== RECORDS FOR THE EXERCISE

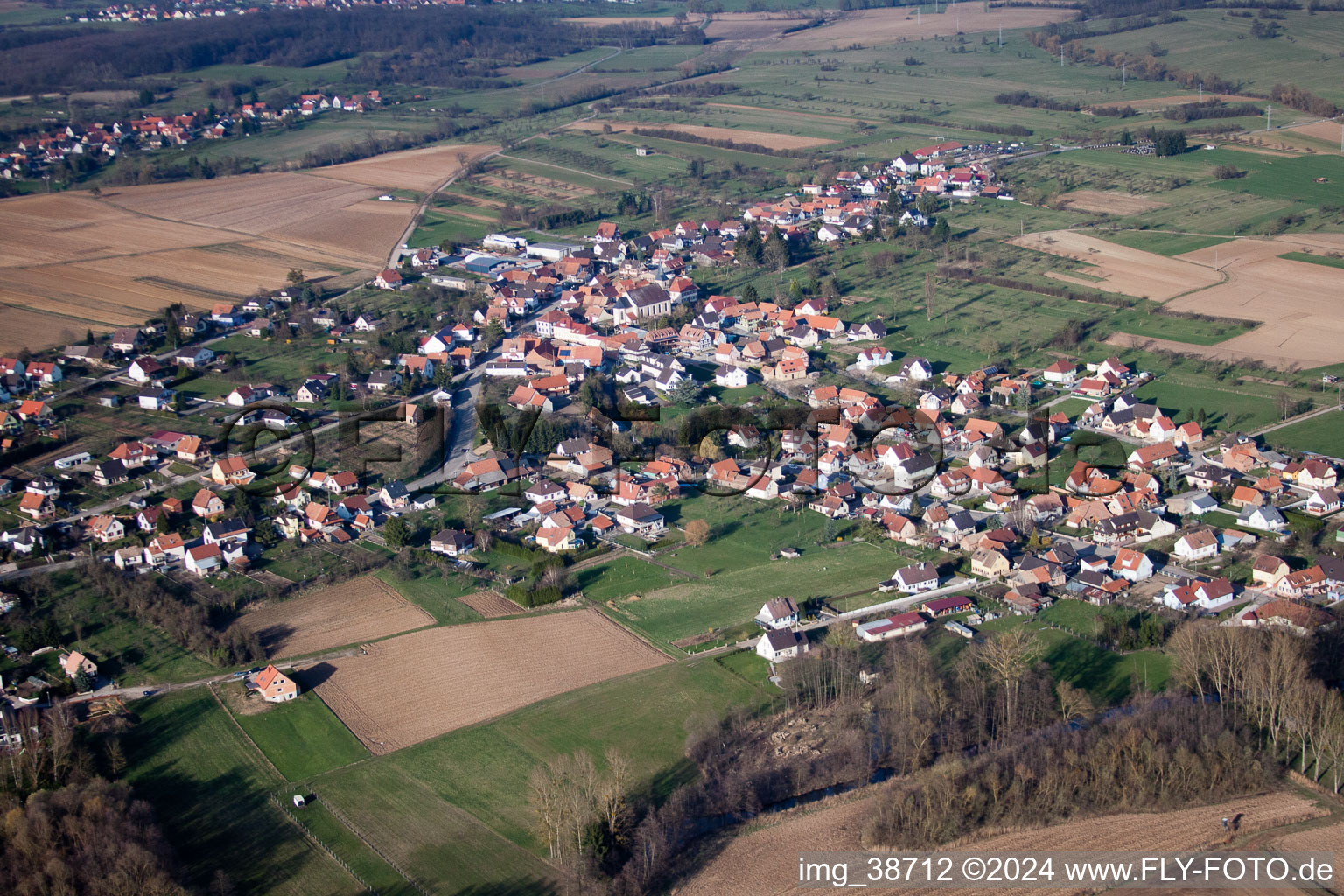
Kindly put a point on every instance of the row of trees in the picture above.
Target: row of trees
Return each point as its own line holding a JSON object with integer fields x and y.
{"x": 1265, "y": 679}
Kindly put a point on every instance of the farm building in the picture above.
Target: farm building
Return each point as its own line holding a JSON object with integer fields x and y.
{"x": 895, "y": 626}
{"x": 947, "y": 606}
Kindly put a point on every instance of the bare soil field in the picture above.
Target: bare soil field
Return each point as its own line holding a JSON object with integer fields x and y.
{"x": 877, "y": 27}
{"x": 491, "y": 604}
{"x": 815, "y": 116}
{"x": 598, "y": 22}
{"x": 765, "y": 861}
{"x": 1298, "y": 303}
{"x": 74, "y": 262}
{"x": 424, "y": 684}
{"x": 764, "y": 137}
{"x": 420, "y": 170}
{"x": 1109, "y": 202}
{"x": 1161, "y": 102}
{"x": 1324, "y": 838}
{"x": 1123, "y": 270}
{"x": 348, "y": 612}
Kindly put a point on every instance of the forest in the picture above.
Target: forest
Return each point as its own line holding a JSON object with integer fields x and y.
{"x": 985, "y": 739}
{"x": 460, "y": 47}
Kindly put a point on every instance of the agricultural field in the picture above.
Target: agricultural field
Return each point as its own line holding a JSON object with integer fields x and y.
{"x": 491, "y": 668}
{"x": 301, "y": 738}
{"x": 476, "y": 778}
{"x": 354, "y": 612}
{"x": 122, "y": 256}
{"x": 1321, "y": 434}
{"x": 491, "y": 604}
{"x": 765, "y": 860}
{"x": 210, "y": 790}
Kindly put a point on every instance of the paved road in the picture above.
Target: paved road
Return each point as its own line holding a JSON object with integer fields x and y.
{"x": 140, "y": 690}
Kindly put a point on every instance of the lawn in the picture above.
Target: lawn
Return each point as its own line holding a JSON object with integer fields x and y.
{"x": 210, "y": 788}
{"x": 732, "y": 598}
{"x": 1323, "y": 434}
{"x": 368, "y": 864}
{"x": 620, "y": 578}
{"x": 1109, "y": 677}
{"x": 472, "y": 782}
{"x": 301, "y": 738}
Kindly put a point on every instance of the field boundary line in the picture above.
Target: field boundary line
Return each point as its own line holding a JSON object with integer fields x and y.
{"x": 574, "y": 171}
{"x": 351, "y": 828}
{"x": 318, "y": 843}
{"x": 210, "y": 685}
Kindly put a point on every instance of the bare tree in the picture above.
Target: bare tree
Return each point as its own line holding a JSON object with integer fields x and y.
{"x": 1010, "y": 654}
{"x": 1074, "y": 703}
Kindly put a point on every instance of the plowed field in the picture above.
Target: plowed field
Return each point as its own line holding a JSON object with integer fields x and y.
{"x": 428, "y": 682}
{"x": 74, "y": 262}
{"x": 491, "y": 604}
{"x": 347, "y": 612}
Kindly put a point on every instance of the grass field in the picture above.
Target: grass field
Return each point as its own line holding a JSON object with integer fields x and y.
{"x": 476, "y": 778}
{"x": 1161, "y": 242}
{"x": 303, "y": 738}
{"x": 436, "y": 592}
{"x": 210, "y": 790}
{"x": 1329, "y": 261}
{"x": 1323, "y": 434}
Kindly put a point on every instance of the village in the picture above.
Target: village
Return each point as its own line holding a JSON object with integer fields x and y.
{"x": 92, "y": 144}
{"x": 1013, "y": 501}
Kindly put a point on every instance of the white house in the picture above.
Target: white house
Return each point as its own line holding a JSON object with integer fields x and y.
{"x": 780, "y": 612}
{"x": 1196, "y": 546}
{"x": 781, "y": 644}
{"x": 730, "y": 376}
{"x": 1266, "y": 519}
{"x": 1130, "y": 564}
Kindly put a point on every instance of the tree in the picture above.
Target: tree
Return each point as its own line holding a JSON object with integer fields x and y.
{"x": 396, "y": 532}
{"x": 696, "y": 532}
{"x": 1010, "y": 654}
{"x": 1074, "y": 703}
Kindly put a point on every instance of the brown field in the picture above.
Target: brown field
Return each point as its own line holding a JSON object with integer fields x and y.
{"x": 765, "y": 861}
{"x": 348, "y": 612}
{"x": 1324, "y": 838}
{"x": 762, "y": 137}
{"x": 1109, "y": 202}
{"x": 428, "y": 682}
{"x": 597, "y": 22}
{"x": 74, "y": 262}
{"x": 1124, "y": 270}
{"x": 1158, "y": 102}
{"x": 420, "y": 170}
{"x": 877, "y": 27}
{"x": 1298, "y": 301}
{"x": 491, "y": 604}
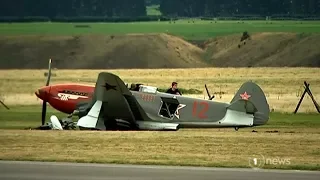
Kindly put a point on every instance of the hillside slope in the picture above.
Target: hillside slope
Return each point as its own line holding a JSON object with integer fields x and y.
{"x": 265, "y": 49}
{"x": 99, "y": 51}
{"x": 159, "y": 51}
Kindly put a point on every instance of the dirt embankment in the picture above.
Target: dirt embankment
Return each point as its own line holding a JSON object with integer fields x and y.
{"x": 265, "y": 49}
{"x": 99, "y": 51}
{"x": 158, "y": 51}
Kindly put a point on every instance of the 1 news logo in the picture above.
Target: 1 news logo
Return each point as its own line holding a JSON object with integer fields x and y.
{"x": 257, "y": 161}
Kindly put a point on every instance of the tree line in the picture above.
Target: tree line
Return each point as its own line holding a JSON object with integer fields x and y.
{"x": 49, "y": 9}
{"x": 194, "y": 8}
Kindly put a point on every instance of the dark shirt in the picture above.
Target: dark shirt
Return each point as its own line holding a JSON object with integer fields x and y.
{"x": 170, "y": 91}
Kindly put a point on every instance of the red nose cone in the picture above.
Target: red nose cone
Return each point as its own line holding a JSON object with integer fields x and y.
{"x": 43, "y": 93}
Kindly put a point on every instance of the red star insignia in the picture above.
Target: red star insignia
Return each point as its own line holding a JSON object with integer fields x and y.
{"x": 178, "y": 109}
{"x": 245, "y": 96}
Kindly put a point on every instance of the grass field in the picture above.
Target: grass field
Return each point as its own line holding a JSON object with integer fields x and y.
{"x": 199, "y": 30}
{"x": 285, "y": 137}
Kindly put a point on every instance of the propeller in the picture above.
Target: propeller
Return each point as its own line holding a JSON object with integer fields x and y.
{"x": 210, "y": 97}
{"x": 44, "y": 104}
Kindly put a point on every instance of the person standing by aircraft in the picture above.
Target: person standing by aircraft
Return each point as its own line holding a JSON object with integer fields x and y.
{"x": 174, "y": 89}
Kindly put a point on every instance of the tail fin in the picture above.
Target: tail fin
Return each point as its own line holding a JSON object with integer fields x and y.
{"x": 251, "y": 99}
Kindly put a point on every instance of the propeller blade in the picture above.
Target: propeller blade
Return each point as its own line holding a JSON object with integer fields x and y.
{"x": 4, "y": 105}
{"x": 44, "y": 111}
{"x": 49, "y": 73}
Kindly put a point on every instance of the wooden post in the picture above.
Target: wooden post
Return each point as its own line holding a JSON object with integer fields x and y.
{"x": 304, "y": 93}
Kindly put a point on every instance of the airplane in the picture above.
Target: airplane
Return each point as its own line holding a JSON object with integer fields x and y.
{"x": 111, "y": 105}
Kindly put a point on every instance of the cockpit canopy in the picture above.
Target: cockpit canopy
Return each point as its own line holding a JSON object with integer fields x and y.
{"x": 143, "y": 88}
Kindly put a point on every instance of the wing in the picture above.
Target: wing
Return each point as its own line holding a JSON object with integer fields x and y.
{"x": 118, "y": 105}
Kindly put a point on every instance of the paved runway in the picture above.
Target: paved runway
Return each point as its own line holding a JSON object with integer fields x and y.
{"x": 53, "y": 171}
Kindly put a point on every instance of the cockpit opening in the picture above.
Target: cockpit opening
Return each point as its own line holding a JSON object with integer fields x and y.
{"x": 168, "y": 107}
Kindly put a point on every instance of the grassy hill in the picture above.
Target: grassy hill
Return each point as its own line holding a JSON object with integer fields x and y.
{"x": 158, "y": 51}
{"x": 99, "y": 51}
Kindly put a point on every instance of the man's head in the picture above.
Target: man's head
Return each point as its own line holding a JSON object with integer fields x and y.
{"x": 174, "y": 85}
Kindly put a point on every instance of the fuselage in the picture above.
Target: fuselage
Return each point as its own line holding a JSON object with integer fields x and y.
{"x": 189, "y": 111}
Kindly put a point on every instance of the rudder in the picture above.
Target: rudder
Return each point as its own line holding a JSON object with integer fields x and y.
{"x": 251, "y": 99}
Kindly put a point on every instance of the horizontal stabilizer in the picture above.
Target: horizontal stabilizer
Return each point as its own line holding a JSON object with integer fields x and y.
{"x": 90, "y": 120}
{"x": 147, "y": 125}
{"x": 56, "y": 125}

====

▶ _THE PROBLEM_: Look through the records for the word "house". Every line that has it should be copied.

▶ _SOLUTION TO THE EXERCISE_:
Kindly put a point on every instance of the white house in the picture above.
Target: white house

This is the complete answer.